- **WHAT THE TASK REQUIRES**
Among the entries below, one stretch runs from the line that contains "pixel 85 230" through the line that contains "pixel 196 70". Repeat that stretch exactly, ends included, and only that.

##### INFORMATION GIVEN #####

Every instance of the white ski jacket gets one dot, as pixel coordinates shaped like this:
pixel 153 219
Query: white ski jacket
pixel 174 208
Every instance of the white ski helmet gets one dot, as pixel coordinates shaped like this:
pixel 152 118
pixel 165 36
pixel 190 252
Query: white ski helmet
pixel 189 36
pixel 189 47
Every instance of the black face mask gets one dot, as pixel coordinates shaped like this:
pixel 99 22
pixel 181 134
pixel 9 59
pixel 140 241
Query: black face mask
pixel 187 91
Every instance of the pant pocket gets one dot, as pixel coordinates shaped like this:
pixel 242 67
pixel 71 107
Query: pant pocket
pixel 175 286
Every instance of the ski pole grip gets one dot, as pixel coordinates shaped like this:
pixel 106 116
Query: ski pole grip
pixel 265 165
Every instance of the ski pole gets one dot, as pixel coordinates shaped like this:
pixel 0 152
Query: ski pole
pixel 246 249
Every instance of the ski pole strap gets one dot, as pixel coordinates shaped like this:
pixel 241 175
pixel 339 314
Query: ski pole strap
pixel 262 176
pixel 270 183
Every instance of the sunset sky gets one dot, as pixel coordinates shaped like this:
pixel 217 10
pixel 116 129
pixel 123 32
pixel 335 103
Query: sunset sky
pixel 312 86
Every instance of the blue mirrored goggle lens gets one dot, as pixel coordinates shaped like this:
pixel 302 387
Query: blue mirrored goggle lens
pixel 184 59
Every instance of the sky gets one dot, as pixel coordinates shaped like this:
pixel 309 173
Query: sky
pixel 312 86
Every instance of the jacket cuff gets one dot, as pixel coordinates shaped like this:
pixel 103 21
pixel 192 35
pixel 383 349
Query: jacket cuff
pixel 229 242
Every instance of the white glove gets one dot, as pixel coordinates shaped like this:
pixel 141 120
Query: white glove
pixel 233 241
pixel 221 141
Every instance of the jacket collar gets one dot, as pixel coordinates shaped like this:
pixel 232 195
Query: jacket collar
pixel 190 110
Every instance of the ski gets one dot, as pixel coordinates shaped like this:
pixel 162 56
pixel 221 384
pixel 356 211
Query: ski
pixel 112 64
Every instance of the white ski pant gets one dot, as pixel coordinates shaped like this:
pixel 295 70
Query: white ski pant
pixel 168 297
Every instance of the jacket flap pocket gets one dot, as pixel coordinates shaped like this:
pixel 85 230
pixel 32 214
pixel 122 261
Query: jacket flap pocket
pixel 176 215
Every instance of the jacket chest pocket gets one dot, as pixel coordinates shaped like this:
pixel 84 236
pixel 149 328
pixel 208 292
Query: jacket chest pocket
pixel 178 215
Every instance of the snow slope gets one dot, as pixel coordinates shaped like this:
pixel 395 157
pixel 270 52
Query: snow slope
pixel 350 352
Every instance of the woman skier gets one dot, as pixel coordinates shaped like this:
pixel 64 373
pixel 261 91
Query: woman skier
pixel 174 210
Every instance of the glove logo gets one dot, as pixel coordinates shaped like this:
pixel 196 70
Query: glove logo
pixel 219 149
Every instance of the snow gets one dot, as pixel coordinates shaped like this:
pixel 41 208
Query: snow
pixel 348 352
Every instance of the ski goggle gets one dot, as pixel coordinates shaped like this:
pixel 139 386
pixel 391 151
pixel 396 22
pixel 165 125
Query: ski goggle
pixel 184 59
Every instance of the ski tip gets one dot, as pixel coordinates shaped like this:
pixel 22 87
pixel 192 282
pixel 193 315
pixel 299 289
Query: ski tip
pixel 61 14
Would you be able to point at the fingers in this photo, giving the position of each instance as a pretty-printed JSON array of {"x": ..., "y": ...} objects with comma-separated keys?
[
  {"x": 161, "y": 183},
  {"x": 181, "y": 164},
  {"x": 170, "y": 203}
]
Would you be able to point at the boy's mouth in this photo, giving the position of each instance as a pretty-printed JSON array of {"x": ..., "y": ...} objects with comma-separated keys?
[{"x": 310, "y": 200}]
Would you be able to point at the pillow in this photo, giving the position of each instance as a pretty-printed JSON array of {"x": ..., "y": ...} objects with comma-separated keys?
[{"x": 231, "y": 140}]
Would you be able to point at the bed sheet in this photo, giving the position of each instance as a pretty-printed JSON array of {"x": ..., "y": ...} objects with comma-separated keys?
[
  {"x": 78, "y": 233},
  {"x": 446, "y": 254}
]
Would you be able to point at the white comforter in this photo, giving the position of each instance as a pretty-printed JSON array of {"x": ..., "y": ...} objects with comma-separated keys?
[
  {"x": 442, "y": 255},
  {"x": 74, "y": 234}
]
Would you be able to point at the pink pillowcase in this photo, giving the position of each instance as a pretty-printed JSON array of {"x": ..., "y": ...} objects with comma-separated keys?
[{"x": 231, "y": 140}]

#####

- **SOLUTION**
pixel 85 230
pixel 32 214
pixel 122 261
Query: jacket flap pocket
pixel 176 215
Every instance of the jacket chest pocket gets one dot, as pixel coordinates shaped like this:
pixel 84 236
pixel 149 328
pixel 208 292
Query: jacket chest pocket
pixel 178 215
Every instance of the snow slope gets one dot, as pixel coordinates shaped like this:
pixel 395 157
pixel 270 52
Query: snow slope
pixel 350 352
Every instance of the woman skier gets one dot, as pixel coordinates shaped like this:
pixel 64 373
pixel 261 91
Query: woman skier
pixel 174 210
Every instance of the glove logo gets one dot, as pixel coordinates shaped like this:
pixel 196 70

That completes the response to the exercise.